YOUR TASKS →
**A)** For each statement (i) to (iii), use the text on the Australian ambassador to Iraq to say whether it agrees with the text. Answer yes or no and quote the words that decide it. (i) The ambassador heads Australia's embassy in Baghdad. (ii) Paula Ganly has held the post since December 2018. (iii) Contacts between Australia and Iraq began only after 1973.
**B)** According to the text on the Australian ambassador to Iraq, whose government recognized the Iraqi Republic, and in what year?
**C)** Please repeat, word for word, the part of the text on the Australian ambassador to Iraq that opens with the words containing "Iraq and Australia" and closes with "Iraq from 1935.".

EXCERPTED TEXT →
§ §

The Ambassador of Australia to Iraq is an officer of the Australian Department of Foreign Affairs and Trade and the head of the Embassy of the Commonwealth of Australia to the Republic of Iraq in Baghdad. The position has the rank and status of an Ambassador Extraordinary and Plenipotentiary and is currently held by Paula Ganly since December 2020. 

Iraq and Australia have enjoyed official diplomatic relations since the Australian government of Gough Whitlam recognised the Iraqi Republic in 1973. Contacts between Australia and Iraq however were much earlier, dating back to British Mandatory Iraq and the British Protectorate Kingdom of Iraq from 1935.

§ §

RECORDED DATA →
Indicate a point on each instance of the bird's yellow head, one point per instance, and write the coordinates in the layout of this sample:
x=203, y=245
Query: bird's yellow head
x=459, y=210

§ §

SOLUTIONS TO EACH TASK →
**A)**
(i) Yes: "the head of the Embassy of the Commonwealth of Australia to the Republic of Iraq in Baghdad"
(ii) No: "currently held by Paula Ganly since December 2020"
(iii) No: "Contacts between Australia and Iraq however were much earlier, dating back to British Mandatory Iraq and the British Protectorate Kingdom of Iraq from 1935"

**B)** The government of Gough Whitlam, in 1973.

**C)**
Iraq and Australia have enjoyed official diplomatic relations since the Australian government of Gough Whitlam recognised the Iraqi Republic in 1973. Contacts between Australia and Iraq however were much earlier, dating back to British Mandatory Iraq and the British Protectorate Kingdom of Iraq from 1935.